• _Problem to work on_
Find every line in the items below that contains the word "leaf" and copy each one. Case counts.

• _Items_
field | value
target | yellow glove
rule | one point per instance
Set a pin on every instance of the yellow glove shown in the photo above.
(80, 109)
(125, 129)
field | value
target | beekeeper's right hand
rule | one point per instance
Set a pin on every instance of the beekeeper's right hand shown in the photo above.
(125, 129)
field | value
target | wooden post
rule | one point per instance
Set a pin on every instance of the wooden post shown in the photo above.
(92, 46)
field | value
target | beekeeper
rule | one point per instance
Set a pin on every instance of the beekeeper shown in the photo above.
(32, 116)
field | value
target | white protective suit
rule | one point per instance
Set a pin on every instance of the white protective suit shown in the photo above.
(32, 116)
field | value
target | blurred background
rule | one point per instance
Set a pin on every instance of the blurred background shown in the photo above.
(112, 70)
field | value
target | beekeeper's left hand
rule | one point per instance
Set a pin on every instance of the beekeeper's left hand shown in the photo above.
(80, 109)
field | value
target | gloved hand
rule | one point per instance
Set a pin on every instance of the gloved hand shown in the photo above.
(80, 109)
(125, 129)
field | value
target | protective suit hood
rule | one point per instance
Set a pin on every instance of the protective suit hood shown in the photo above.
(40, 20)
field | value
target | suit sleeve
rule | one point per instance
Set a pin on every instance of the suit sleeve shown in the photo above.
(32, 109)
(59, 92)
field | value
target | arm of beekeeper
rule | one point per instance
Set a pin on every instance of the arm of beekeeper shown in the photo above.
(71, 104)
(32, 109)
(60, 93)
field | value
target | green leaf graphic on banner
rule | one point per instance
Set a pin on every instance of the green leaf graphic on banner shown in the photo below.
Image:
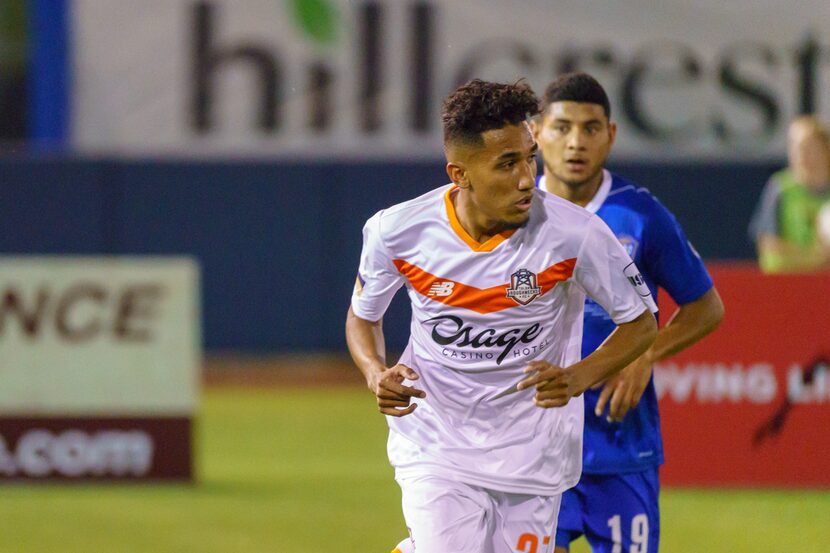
(318, 18)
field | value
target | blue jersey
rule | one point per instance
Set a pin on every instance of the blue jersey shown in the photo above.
(658, 246)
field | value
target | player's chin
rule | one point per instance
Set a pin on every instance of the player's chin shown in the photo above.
(517, 218)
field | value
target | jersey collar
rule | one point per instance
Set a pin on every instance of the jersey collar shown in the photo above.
(474, 245)
(599, 198)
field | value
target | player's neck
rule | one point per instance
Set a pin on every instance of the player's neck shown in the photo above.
(480, 228)
(581, 194)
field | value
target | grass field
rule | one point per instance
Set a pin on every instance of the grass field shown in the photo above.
(303, 470)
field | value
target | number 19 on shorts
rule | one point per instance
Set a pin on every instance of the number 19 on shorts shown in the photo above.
(639, 534)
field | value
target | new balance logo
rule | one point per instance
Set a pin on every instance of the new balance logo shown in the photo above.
(441, 288)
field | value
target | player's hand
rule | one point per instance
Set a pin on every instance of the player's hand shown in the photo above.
(624, 390)
(554, 385)
(392, 395)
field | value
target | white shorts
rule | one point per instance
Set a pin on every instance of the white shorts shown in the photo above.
(444, 516)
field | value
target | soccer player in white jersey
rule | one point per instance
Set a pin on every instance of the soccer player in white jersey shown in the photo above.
(484, 407)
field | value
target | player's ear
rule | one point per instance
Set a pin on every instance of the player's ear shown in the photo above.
(458, 174)
(535, 126)
(612, 132)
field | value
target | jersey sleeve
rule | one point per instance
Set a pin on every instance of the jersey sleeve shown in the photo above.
(609, 276)
(672, 261)
(377, 277)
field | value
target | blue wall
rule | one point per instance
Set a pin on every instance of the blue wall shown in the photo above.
(279, 244)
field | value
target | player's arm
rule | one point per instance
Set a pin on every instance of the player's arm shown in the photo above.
(555, 386)
(367, 347)
(691, 322)
(675, 266)
(606, 273)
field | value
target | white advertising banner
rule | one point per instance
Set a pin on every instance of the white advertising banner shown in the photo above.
(345, 79)
(98, 336)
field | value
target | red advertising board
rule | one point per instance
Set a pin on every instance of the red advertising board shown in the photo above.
(750, 404)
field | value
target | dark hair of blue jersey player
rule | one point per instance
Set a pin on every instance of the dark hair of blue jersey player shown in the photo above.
(615, 504)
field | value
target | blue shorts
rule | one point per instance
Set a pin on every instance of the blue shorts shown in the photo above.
(612, 510)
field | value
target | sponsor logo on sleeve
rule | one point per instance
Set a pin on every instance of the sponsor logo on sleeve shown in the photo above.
(636, 279)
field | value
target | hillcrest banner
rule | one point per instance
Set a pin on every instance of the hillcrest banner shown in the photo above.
(364, 79)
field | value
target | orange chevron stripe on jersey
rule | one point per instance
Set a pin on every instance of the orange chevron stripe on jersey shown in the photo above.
(480, 300)
(475, 245)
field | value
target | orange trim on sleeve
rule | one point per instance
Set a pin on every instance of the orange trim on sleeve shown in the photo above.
(476, 246)
(480, 300)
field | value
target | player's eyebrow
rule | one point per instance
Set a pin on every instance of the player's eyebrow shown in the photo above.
(571, 122)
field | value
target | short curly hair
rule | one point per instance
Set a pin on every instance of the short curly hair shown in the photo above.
(577, 87)
(480, 106)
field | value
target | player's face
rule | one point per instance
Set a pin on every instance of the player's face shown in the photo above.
(575, 139)
(501, 176)
(809, 156)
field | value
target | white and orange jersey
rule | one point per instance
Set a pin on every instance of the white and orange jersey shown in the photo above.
(480, 314)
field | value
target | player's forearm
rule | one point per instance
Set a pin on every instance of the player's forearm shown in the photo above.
(624, 345)
(690, 323)
(366, 345)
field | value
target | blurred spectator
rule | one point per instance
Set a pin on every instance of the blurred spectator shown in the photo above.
(786, 225)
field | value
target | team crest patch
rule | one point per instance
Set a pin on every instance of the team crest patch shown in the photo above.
(523, 287)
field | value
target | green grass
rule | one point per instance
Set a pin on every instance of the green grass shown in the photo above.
(303, 470)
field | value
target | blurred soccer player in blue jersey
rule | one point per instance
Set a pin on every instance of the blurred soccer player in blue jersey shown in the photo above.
(615, 504)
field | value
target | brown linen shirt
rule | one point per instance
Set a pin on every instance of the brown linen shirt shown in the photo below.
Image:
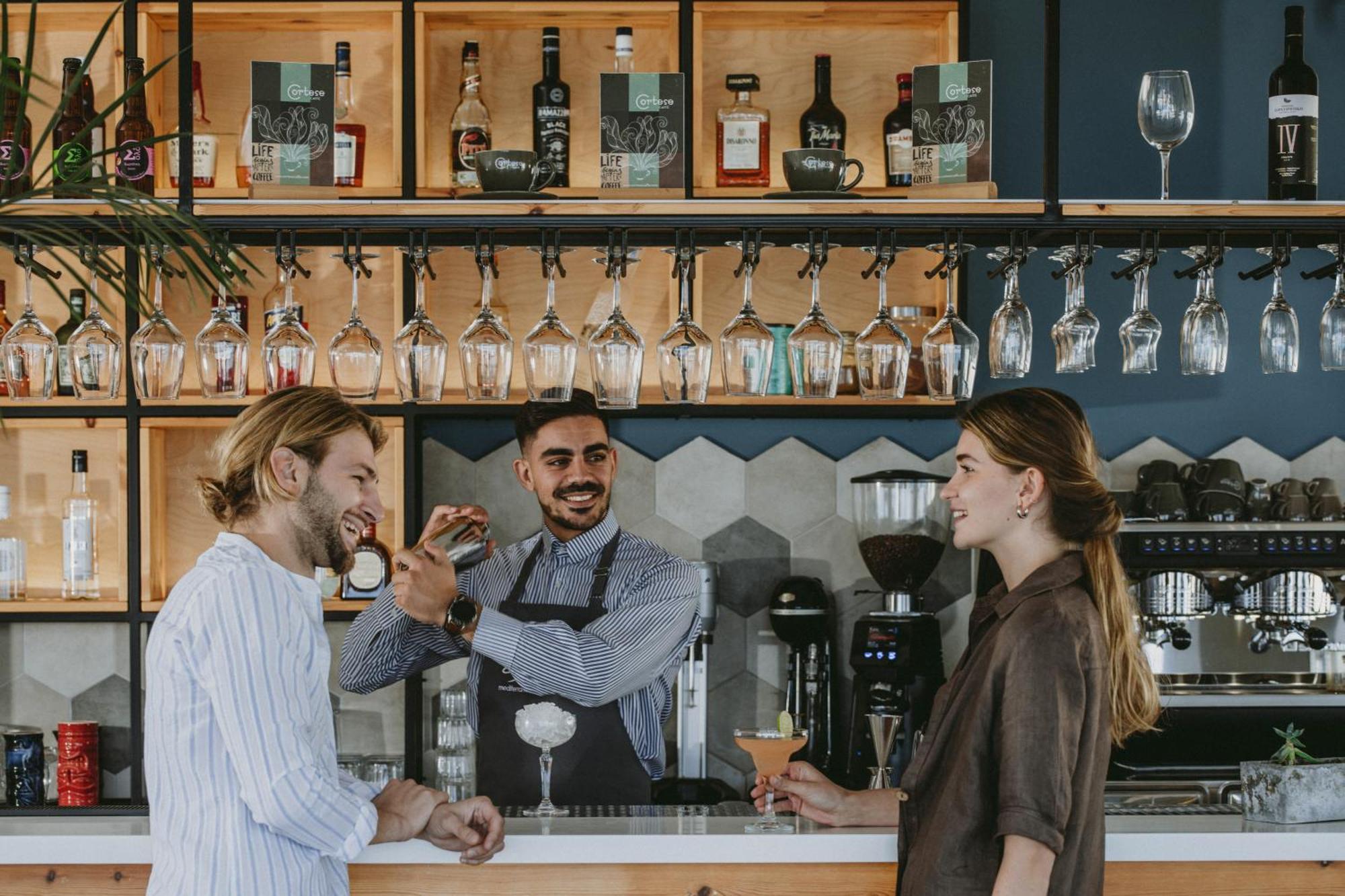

• _Solution to this exercise_
target | green leaf graphic on banner
Set a pin on every instance of the green leaf graphic on banner shown in the photo below.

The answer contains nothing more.